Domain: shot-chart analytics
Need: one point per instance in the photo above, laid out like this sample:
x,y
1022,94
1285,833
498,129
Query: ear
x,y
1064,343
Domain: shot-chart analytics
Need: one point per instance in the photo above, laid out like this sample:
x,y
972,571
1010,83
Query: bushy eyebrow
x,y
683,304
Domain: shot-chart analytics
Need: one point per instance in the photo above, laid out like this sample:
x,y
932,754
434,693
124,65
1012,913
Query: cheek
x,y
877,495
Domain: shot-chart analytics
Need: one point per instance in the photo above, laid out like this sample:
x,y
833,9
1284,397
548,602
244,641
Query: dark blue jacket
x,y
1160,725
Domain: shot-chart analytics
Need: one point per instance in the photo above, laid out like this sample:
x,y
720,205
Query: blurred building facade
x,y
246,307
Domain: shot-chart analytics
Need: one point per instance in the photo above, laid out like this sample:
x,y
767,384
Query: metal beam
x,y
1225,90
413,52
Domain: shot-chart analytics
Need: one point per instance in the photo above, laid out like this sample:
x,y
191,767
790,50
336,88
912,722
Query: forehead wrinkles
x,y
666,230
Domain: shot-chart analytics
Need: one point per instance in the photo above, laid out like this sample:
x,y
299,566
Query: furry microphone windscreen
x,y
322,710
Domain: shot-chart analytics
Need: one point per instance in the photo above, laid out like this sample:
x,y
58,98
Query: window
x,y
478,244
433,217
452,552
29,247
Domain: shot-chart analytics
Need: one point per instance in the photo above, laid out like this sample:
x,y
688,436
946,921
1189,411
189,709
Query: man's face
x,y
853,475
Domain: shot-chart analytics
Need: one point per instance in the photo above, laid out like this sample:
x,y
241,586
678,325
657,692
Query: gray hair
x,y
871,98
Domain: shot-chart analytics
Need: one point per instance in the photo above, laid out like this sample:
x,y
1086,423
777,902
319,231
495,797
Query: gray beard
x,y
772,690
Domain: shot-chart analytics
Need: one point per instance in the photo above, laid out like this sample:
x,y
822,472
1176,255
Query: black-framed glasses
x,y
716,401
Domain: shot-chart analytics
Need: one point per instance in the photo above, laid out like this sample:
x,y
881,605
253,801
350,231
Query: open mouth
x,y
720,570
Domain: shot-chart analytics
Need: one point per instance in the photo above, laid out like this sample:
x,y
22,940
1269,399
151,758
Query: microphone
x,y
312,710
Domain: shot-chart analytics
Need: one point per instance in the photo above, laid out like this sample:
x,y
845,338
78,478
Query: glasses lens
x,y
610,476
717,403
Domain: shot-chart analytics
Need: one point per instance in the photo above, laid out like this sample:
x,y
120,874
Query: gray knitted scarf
★ ★ ★
Work to complete: Locate each line in the items above that contains the string "gray" and copy those lines out. Uppercase and lowercase letters count as different.

Result of this task:
Query: gray hair
Query: gray beard
Query: gray knitted scarf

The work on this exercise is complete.